## start Data
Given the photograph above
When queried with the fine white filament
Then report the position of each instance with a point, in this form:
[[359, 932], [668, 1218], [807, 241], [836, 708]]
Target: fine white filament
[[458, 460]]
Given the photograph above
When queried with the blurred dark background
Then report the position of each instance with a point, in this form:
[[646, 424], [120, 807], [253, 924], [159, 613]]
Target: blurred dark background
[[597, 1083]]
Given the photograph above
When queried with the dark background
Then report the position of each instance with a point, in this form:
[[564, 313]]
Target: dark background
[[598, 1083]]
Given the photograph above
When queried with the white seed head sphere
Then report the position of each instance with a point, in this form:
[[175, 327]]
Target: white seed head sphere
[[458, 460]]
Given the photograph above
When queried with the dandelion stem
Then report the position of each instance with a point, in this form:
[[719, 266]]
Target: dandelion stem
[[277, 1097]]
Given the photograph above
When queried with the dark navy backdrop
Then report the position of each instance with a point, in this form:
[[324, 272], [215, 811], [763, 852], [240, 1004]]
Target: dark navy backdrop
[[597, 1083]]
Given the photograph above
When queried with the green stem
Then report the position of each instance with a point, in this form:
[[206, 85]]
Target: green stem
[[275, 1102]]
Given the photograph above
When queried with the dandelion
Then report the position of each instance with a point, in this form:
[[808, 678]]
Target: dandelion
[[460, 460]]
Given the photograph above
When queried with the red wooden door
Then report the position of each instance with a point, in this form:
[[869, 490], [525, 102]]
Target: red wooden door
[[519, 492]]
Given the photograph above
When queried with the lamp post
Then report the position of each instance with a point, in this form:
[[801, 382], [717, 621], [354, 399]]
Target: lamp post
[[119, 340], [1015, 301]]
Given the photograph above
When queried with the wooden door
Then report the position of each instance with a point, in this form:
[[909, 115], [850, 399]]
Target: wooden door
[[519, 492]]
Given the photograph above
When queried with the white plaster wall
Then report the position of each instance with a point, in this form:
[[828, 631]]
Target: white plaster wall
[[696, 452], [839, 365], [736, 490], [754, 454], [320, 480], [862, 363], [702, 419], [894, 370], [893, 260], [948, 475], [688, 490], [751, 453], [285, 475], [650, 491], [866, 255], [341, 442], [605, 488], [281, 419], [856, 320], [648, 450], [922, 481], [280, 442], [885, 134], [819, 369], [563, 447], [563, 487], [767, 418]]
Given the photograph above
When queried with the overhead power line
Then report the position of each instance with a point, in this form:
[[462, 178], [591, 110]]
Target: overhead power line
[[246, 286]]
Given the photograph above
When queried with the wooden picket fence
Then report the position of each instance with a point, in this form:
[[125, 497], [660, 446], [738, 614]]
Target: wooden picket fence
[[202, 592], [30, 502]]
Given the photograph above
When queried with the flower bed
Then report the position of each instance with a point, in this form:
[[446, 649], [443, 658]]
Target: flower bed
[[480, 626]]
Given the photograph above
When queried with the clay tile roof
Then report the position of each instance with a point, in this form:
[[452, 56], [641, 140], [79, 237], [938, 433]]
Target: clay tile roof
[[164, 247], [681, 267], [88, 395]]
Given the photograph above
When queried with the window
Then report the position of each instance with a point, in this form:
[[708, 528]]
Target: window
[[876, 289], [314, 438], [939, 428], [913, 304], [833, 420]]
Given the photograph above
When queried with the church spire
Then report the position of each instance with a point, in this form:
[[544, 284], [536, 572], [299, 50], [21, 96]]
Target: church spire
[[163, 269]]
## end Data
--- To do ---
From the data above, pull out every line that contains the word "power" and copy each one in full.

--- Result below ---
When queried with the overhead power line
Target: overhead power line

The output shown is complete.